_Trecho_:
Em setembro de 2011, a Ordem dos Advogados do Brasil propôs Ação Direta de Inconstitucionalidade contra a autorização legal para que pessoas jurídicas doem recursos a partidos políticos e a campanhas eleitorais, prevista nos artigos 24 e 81, da Lei 9.504/1997, e 31, 38 e 39, da Lei 9.096/1995. Autuada sob o número ADI 4.650, a ação foi levada a julgamento no dia 11 de dezembro de 2013. No momento, já se contam seis votos dando procedência parcial ou total aos pedidos (ministros Luiz Fux, Joaquim Barbosa, Dias Toffoli, Roberto Barroso, Ricardo Lewandowski e Marco Aurélio) e um voto pela improcedência (ministro Teori Zavascki).

Este texto pretende apontar uma falha na argumentação da referida ação: a confusão entre voto e influência no processo eleitoral e nos processos de tomada de decisões políticas. Na conclusão, sugere uma possibilidade de se obter a regulação da influência do poder econômico nas eleições a partir da atenção para os gastos, submetendo-os aos direitos do eleitor de se informar para decidir.

Os dois argumentos mais fortes da ação direta da OAB referem-se aos possíveis impactos que as doações de recursos de campanha eleitoral por empresas teriam sobre as eleições e sobre forma como o governo representativo responderia às demandas da opinião pública por medidas legislativas e administrativas.

Segundo a petição da Ordem, as doações de recursos das empresas para as campanhas eleitorais teriam, antes de mais nada, o potencial de influir decisivamente nas eleições:

O princípio democrático não se compatibiliza com a disciplina legal da atividade política que tenha o efeito de atribuir um poder muito maior a alguns cidadãos em detrimento de outros, e é exatamente este o resultado da aplicação das normas jurídicas ora questionadas, que, como acima salientado, ampliam a força política dos detentores do poder econômico e dos seus aliados, em detrimento dos demais eleitores. Como ressaltou David Samuels, após ampla pesquisa empírica sobre o financiamento eleitoral brasileiro, tem-se hoje um sistema em que o dinheiro é excessivamente importante nas eleições, o que ‘faz com que a balança pese a favor do candidato que tiver a seu lado contribuintes endinheirados. O dinheiro acentua a viabilidade das candidaturas e sua falta limita enormemente a competitividade dos candidatos[1]. (negritamos; itálicos no original)

Em consequência, como afirma o trecho acima citado, haveria uma desigualdade entre candidatos e entre eleitores. Doadores com mais dinheiro (notadamente empresas) teriam mais poder de influência nas eleições. Candidatos com mais doações privadas teriam mais chances de ganhar as eleições. Nisso consistiria o impacto negativo das doações de recursos por empresas sobre o princípio democrático, e a consequente inconstitucionalidade dessas doações.

A ação da OAB também afirma uma violação ao princípio republicano. Aqui, trata-se da influência que os doadores teriam sobre as decisões político-administrativas dos representantes. Segundo a ação direta, a influência das empresas nas eleições resultaria em uma influência indevida sobre as decisões político-administrativas dos representantes:

A ampla possibilidade de realização de doações eleitorais, diretas ou indiretas, por pessoas jurídicas ou naturais, confere aos detentores do poder econômico a capacidade de converter este poder, de forma praticamente automática, em poder político, o que tende a perpetuar o quadro de desigualdade sócio-econômica, favorecendo as mesmas elites de sempre[2] (destacamos).

_Instrução A_: Pode reescrever as linhas de dados entre a que contém "Where can you find the hexagonal" e a que contém "pixel 387 240", inclusive, trocando "hexagonal" por "octagonal" e mantendo todo o resto igual?
O trecho acima e as linhas de dados vêm de fontes diferentes.

_Listagem de dados_:
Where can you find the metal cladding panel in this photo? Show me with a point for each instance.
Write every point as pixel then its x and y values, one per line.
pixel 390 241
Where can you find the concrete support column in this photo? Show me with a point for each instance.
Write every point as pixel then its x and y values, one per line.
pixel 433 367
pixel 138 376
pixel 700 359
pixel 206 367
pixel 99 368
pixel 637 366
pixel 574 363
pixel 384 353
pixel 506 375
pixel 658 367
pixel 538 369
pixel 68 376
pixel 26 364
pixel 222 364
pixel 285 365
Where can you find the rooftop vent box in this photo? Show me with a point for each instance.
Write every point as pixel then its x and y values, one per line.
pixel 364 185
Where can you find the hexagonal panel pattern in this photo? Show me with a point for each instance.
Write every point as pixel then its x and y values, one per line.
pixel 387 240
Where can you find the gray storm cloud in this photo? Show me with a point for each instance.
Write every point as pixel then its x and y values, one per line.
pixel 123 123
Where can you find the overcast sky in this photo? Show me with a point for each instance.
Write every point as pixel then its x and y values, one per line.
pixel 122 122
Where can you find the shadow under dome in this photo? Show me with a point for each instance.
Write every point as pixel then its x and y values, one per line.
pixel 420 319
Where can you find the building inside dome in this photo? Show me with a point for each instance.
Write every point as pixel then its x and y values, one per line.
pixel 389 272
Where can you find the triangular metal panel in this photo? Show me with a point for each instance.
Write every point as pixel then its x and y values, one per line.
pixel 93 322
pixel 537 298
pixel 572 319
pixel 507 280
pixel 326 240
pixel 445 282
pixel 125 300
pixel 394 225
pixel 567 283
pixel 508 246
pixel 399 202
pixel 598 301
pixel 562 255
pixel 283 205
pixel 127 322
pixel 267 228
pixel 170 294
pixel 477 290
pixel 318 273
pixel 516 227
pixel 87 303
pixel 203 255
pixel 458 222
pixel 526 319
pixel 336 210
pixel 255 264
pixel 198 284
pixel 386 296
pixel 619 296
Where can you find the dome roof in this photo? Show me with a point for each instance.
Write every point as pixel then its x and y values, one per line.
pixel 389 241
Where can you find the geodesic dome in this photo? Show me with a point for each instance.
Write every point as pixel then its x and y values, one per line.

_Instrução B_: Pode reproduzir sem alterações a parte do trecho entre "O princípio democrático não" e "itálicos no original)", inclusive?

_Resultado correto A_:
Where can you find the octagonal panel pattern in this photo? Show me with a point for each instance.
Write every point as pixel then its x and y values, one per line.
pixel 387 240

_Resultado correto B_:
O princípio democrático não se compatibiliza com a disciplina legal da atividade política que tenha o efeito de atribuir um poder muito maior a alguns cidadãos em detrimento de outros, e é exatamente este o resultado da aplicação das normas jurídicas ora questionadas, que, como acima salientado, ampliam a força política dos detentores do poder econômico e dos seus aliados, em detrimento dos demais eleitores. Como ressaltou David Samuels, após ampla pesquisa empírica sobre o financiamento eleitoral brasileiro, tem-se hoje um sistema em que o dinheiro é excessivamente importante nas eleições, o que ‘faz com que a balança pese a favor do candidato que tiver a seu lado contribuintes endinheirados. O dinheiro acentua a viabilidade das candidaturas e sua falta limita enormemente a competitividade dos candidatos[1]. (negritamos; itálicos no original)